* Page extract *
┌──

In a lot of ways, having two parents of different racial/ethnic backgrounds allows a unique insight into both cultures. It can be extremely enlightening to see how both sides can be so different and yet so similar at the exact same time. However, there is always this feeling as if I am not fully a part of either because of my own interracial identity.

South Texas Born, Melting Pot Raised

Jerheme Urban,
Trinity University

I am very proud of the fact that I was born in south Texas, a location steeped with history and tradition. It is also an area that is a melting pot of race, culture, and economic diversity- with a heavy blue collar, agrarian influence. After traveling/working across the country, I have really grown to appreciate the fact that my area of upbringing really embraces other cultures and the races that usually embody those cultures. Like all areas of the world, there are still unfortunate stereotypes that need to still need to be talked about and broken down; however, all in all, I believe that I was heavily influenced by the melting pot I was exposed to during my formative years…an environment that encouraged acceptance of another’s culture, musical taste, and career choices. We honored hard work, and realized that race had no bearing on how hard you worked.

Turban, Assumptions, Fear, Perpetually Foreign, Resistance

Simran Jeet Singh,
New York, NY.
Trinity University

My visible Sikh and South Asian identity have shaped my experiences with racial and cultural identities. Upon seeing me, people mark me as different and make various assumptions about me. Associations assume (but are not limited to): foreign, violent, conservative, uneducated, terrorist, victim, uncivilized, and dogmatic.

Bicultural and Bilingual should be enough.

Megan Medrano,
Houston, TX.

Growing up Latina in south Texas, I have always been surrounded with rich culture. My home was filled with both the English and Spanish language and I was encouraged to live both my Mexican and U.S. Latina identities. I did not realize how important an ethnic identity was until I came to college. Discussions of “what does being a real Mexican look like?” and “am I more Mexican or more American?” really pushed me to search for my identity. The hidden criticism that people like me face begs the question of “Am I Mexican enough to be considered Mexican and am I American enough to be considered American”. I soon came to realize that striving to be one or the other is not who I should be, but instead embrace the heritage and the country that has made who I am. I am both Mexican and American, bicultural and bilingual, and that should be enough.

Biracial woman: strength, confidence, confusion, pain.

My Interracial Children

Melissa Flowers,
Trinity University

My mother is caucasian and my father is black. I have immense privilege in my life, and I feel that being a biracial woman gives me a sense of pride which leads to strength and confidence. But this comes at a cost. I am often referred to as “acting white” by colleagues, friends, and even family members. I also feel as though I am looked to to defend or represent the “black perspective” on a number of things professionally. This causes confusion. This causes pain.

└──

* Short task 1 *
Print the part of the identity statements that opens with the words containing "My mother is" and closes with "This causes pain.".
* Short task 2 *
Answer these questions from the identity statements:
(a) Which two languages filled Megan Medrano's home?
(b) What identity does Simran Jeet Singh call visible?
(c) What does Melissa Flowers say her father's race is?
The lines after this point are separate material, unrelated to the identity statements.

* Data extract *
┌──

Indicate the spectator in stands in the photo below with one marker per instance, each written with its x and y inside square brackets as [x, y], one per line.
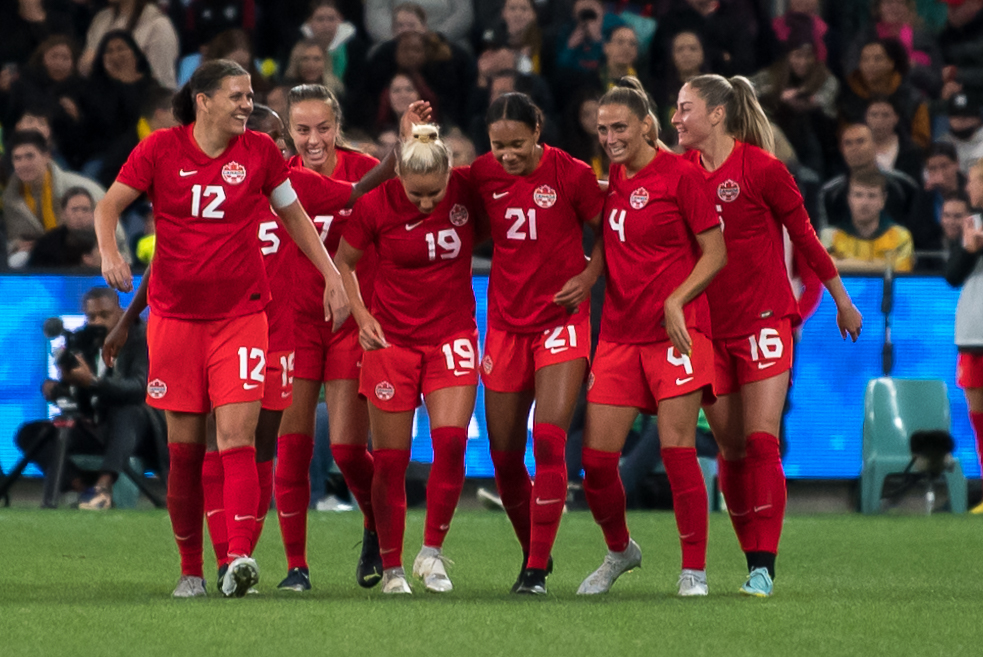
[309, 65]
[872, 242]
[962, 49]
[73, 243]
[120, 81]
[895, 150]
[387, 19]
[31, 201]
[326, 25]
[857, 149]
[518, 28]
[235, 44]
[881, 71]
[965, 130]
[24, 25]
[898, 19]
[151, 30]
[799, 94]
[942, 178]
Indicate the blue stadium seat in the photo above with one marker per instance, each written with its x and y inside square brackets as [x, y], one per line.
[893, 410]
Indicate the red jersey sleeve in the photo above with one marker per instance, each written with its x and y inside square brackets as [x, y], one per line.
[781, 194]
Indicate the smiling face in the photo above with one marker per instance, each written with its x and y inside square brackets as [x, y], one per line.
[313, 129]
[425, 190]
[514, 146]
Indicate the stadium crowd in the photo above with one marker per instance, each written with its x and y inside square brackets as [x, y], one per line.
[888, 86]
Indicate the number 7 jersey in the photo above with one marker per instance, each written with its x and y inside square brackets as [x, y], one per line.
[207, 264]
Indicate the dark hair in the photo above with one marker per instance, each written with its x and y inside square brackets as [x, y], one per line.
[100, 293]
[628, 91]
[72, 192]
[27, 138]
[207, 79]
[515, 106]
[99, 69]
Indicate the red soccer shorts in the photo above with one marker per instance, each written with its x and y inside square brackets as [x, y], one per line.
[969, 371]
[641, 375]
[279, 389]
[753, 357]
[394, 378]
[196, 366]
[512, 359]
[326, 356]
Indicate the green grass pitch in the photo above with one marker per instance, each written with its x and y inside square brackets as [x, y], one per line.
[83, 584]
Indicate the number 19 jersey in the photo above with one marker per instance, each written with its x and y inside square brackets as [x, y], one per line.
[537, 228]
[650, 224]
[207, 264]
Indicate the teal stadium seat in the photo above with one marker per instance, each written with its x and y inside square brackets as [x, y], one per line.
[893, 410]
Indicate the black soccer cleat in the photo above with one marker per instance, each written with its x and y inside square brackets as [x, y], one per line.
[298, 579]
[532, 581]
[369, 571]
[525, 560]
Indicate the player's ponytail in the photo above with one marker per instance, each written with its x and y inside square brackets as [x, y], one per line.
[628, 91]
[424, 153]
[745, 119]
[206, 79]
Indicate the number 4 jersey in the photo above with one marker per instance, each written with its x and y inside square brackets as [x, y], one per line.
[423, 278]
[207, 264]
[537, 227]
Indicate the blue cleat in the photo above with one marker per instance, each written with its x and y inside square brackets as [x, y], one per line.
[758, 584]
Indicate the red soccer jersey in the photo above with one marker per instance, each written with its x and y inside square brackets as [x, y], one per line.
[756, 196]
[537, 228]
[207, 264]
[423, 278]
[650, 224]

└──
┌──

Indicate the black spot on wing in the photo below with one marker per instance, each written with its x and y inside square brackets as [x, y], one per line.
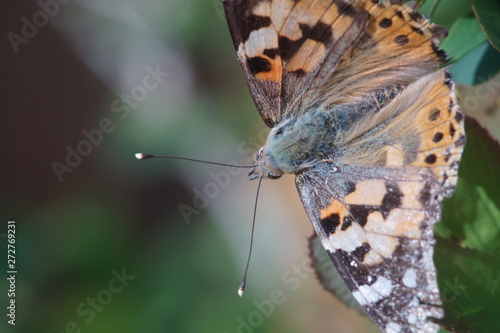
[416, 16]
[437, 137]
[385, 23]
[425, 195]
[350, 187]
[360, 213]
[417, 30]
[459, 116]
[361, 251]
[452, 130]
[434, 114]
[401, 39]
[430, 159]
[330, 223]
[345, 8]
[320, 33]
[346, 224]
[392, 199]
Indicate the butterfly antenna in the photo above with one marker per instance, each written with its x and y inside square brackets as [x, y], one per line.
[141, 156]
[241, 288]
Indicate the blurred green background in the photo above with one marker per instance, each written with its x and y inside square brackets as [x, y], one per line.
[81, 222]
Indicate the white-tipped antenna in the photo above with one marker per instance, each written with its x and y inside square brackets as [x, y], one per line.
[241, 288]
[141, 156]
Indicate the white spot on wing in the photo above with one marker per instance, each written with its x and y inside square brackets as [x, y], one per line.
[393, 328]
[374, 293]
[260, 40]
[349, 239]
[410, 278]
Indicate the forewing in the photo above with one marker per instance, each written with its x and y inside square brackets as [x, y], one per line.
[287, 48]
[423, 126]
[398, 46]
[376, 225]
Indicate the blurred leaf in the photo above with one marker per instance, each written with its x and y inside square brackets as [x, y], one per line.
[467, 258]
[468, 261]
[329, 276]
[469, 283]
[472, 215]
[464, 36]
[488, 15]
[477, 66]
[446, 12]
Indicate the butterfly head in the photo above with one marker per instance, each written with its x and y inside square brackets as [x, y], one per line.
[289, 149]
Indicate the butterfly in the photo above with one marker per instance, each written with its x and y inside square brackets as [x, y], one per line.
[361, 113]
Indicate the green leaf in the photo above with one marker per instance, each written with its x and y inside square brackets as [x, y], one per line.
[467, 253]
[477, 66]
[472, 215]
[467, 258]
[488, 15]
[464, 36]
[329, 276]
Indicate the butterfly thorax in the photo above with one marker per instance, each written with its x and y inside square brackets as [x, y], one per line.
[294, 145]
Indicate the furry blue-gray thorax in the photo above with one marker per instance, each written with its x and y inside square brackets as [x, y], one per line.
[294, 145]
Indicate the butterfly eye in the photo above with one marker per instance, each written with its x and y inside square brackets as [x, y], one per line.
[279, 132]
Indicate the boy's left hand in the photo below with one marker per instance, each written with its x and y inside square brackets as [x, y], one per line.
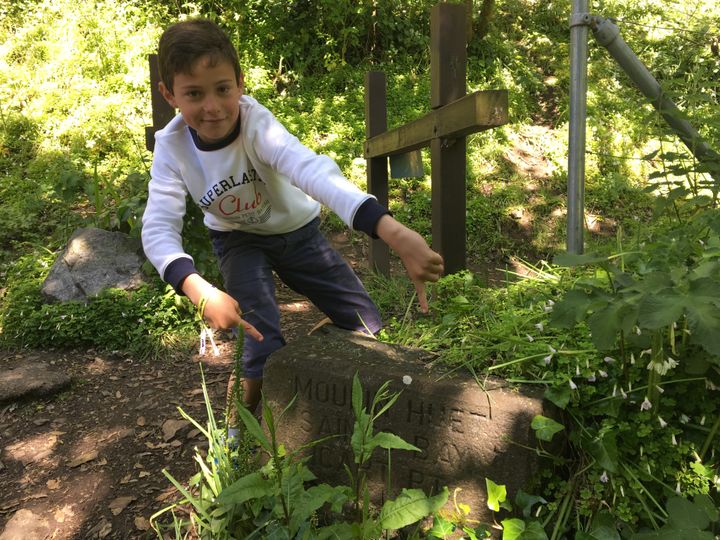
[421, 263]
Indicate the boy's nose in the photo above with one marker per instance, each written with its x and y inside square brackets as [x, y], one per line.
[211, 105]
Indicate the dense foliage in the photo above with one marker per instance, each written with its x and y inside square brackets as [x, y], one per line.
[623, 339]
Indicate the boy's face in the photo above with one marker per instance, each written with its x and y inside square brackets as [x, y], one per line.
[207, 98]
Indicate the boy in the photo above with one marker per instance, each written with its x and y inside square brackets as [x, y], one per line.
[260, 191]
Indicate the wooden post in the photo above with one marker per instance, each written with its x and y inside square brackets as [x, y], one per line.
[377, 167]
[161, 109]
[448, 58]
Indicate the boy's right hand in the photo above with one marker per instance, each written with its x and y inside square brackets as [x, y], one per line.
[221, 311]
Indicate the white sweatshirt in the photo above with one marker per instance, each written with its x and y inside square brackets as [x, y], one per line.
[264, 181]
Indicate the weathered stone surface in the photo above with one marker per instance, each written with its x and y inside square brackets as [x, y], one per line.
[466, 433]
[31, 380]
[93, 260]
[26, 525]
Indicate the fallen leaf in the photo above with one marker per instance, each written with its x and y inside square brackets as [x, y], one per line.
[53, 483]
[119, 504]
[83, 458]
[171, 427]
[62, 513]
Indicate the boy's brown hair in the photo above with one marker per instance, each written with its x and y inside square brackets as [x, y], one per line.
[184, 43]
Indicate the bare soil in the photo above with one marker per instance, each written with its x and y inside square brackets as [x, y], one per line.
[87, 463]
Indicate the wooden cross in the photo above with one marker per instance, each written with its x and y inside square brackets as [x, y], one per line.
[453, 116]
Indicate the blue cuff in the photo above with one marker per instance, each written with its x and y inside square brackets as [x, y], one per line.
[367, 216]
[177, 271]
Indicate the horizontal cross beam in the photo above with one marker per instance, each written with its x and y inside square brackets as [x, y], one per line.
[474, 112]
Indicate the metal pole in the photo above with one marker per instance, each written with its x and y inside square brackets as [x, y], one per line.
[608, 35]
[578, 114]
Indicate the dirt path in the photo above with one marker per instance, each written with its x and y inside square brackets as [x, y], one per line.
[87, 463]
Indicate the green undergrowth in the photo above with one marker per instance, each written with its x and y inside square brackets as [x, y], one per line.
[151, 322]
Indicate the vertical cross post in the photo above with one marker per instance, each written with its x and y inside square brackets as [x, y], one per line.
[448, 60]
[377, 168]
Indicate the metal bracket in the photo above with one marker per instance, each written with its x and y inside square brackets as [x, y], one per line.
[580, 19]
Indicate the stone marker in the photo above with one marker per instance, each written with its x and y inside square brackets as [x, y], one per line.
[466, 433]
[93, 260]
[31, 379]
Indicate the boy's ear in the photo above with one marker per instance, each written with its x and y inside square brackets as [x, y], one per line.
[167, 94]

└──

* Task result 1 *
My mother is caucasian and my father is black. I have immense privilege in my life, and I feel that being a biracial woman gives me a sense of pride which leads to strength and confidence. But this comes at a cost. I am often referred to as “acting white” by colleagues, friends, and even family members. I also feel as though I am looked to to defend or represent the “black perspective” on a number of things professionally. This causes confusion. This causes pain.

* Task result 2 *
(a) English and Spanish
(b) Sikh and South Asian identity
(c) Black